[Point annotation records]
-- -- --

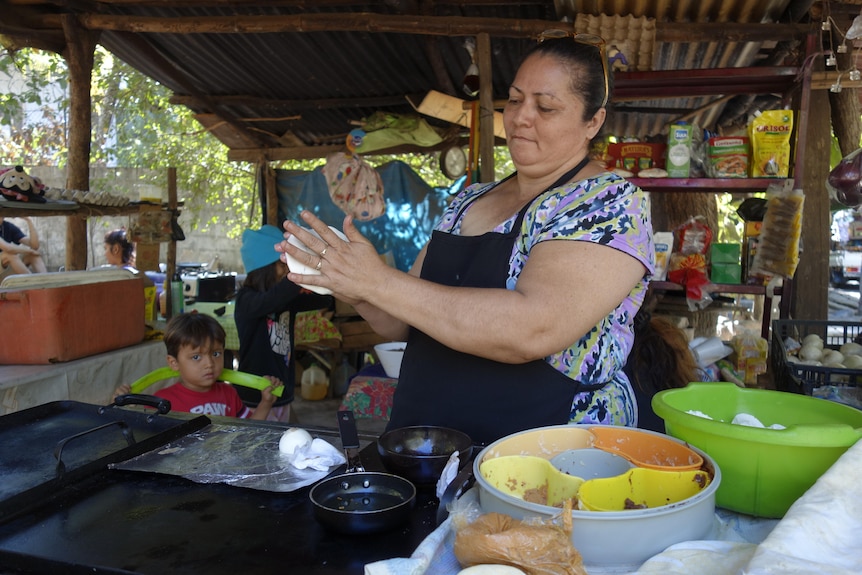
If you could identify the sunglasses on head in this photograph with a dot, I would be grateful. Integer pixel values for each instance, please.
(589, 40)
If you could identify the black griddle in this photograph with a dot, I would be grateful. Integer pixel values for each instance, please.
(110, 521)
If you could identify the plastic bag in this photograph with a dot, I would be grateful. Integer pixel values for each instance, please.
(688, 265)
(778, 246)
(845, 180)
(354, 186)
(537, 546)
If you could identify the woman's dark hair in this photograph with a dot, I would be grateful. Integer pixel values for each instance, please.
(660, 357)
(194, 329)
(127, 248)
(587, 73)
(262, 279)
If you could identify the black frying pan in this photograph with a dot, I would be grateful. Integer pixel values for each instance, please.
(361, 501)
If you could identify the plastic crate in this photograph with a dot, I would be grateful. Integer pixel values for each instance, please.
(800, 378)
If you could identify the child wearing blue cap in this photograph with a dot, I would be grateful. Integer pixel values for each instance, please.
(265, 335)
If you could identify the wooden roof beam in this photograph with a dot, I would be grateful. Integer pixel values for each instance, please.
(424, 25)
(159, 61)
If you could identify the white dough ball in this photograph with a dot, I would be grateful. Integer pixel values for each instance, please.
(294, 439)
(491, 570)
(831, 357)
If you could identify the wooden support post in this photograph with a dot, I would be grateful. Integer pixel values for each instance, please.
(271, 195)
(79, 53)
(486, 108)
(172, 246)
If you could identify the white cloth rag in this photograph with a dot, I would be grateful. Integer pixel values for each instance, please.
(319, 455)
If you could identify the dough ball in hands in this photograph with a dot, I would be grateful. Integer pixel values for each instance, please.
(294, 440)
(536, 549)
(491, 570)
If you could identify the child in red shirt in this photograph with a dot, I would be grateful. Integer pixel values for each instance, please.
(195, 345)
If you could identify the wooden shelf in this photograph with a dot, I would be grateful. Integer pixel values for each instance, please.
(82, 210)
(719, 288)
(703, 185)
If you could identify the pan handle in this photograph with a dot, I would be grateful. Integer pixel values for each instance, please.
(58, 449)
(459, 485)
(349, 440)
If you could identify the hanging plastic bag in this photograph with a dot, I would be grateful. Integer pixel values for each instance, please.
(354, 186)
(778, 249)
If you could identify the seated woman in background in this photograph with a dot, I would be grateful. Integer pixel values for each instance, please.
(19, 252)
(660, 359)
(119, 251)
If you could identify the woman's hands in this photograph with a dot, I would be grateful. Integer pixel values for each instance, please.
(350, 269)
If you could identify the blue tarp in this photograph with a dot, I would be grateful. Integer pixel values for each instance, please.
(412, 208)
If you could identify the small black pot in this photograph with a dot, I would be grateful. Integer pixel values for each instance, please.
(361, 501)
(419, 453)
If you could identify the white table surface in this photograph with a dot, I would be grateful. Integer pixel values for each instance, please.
(90, 379)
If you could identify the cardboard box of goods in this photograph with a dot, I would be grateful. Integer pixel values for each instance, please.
(727, 157)
(723, 273)
(636, 156)
(679, 141)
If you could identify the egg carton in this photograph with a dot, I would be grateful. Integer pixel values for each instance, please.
(86, 197)
(789, 374)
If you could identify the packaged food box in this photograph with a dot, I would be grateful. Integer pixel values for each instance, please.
(724, 273)
(58, 322)
(636, 156)
(727, 157)
(679, 147)
(770, 133)
(663, 247)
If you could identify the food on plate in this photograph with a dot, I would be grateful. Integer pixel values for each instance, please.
(535, 547)
(491, 570)
(293, 440)
(298, 267)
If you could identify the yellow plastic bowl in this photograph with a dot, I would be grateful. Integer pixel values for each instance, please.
(530, 478)
(640, 488)
(650, 451)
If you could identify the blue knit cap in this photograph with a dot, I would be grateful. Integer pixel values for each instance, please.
(258, 247)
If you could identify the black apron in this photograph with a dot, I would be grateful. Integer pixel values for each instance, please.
(484, 398)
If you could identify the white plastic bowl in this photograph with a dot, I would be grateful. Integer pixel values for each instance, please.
(390, 355)
(619, 540)
(298, 267)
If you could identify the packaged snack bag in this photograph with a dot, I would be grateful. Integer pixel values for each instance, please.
(770, 133)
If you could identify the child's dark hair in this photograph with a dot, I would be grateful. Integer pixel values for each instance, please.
(119, 238)
(584, 63)
(660, 358)
(194, 329)
(263, 279)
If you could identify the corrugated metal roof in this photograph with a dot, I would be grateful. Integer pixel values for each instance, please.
(294, 75)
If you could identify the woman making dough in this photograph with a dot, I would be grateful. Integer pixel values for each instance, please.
(518, 312)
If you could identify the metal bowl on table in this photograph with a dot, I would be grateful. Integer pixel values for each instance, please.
(419, 453)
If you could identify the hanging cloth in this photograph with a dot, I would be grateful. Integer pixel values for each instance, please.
(354, 186)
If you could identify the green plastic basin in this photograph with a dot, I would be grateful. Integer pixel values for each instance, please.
(764, 470)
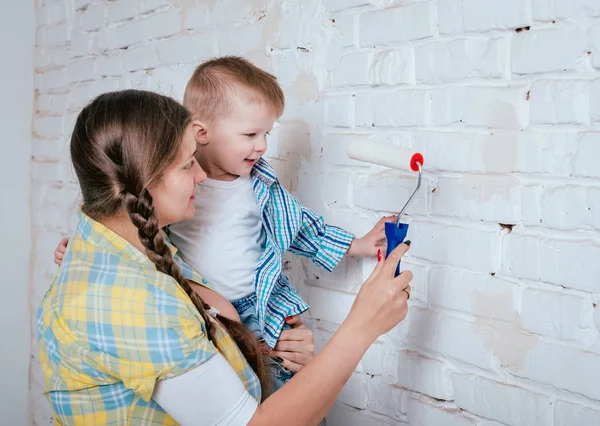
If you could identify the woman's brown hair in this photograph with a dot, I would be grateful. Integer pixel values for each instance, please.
(121, 146)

-- -- --

EXERCISE OBJECTIVE — Looking at the records above, extract only the lines from the one with "If you could identify the blue knit" through the last line, exactly, with the pictures left out.

RESPONSE —
If you could identify the blue knit cap in this photograph with a dot, I would be grateful. Integer pixel values for each instance, please.
(258, 247)
If you could identify the black apron in this photograph with a dot, I would be grateful. Integer pixel values for each instance, please.
(484, 398)
If you could identify the white plastic bowl in this photograph with a dot, I would be grateful. Integer pixel values for each instance, please.
(390, 355)
(619, 540)
(298, 267)
If you could identify the packaged snack bag in this photograph with a dot, I would be grateful. Integer pixel values for each instance, please.
(770, 133)
If you could identify the child's dark hair in this photograph with a dot, I would be grateful. Integer pixel values for each instance, please.
(119, 238)
(584, 63)
(660, 358)
(194, 329)
(263, 279)
If you could identify the corrugated metal roof in this photograph with a dot, I would be grateful. Integer pixel values for each instance, please.
(294, 75)
If you could identify the woman making dough in this photograph with a dot, I would be grateful. Integer pixel values for each instance, please.
(518, 312)
If you could identify the metal bowl on table in this photograph with a dot, I would be grateful. Integer pixel values for each instance, please.
(419, 453)
If you could identify the hanging cloth in this photograph with a dot, I would be grateful. Integer pixel values for each instance, please.
(354, 186)
If you could identify the green plastic basin in this photograph with a dot, I would be grateful. Integer pixel values for each instance, please.
(764, 470)
If you could identify the woman's brown hair in this photograph with a dot, I would be grateful. Integer pixel values for each instance, please.
(121, 146)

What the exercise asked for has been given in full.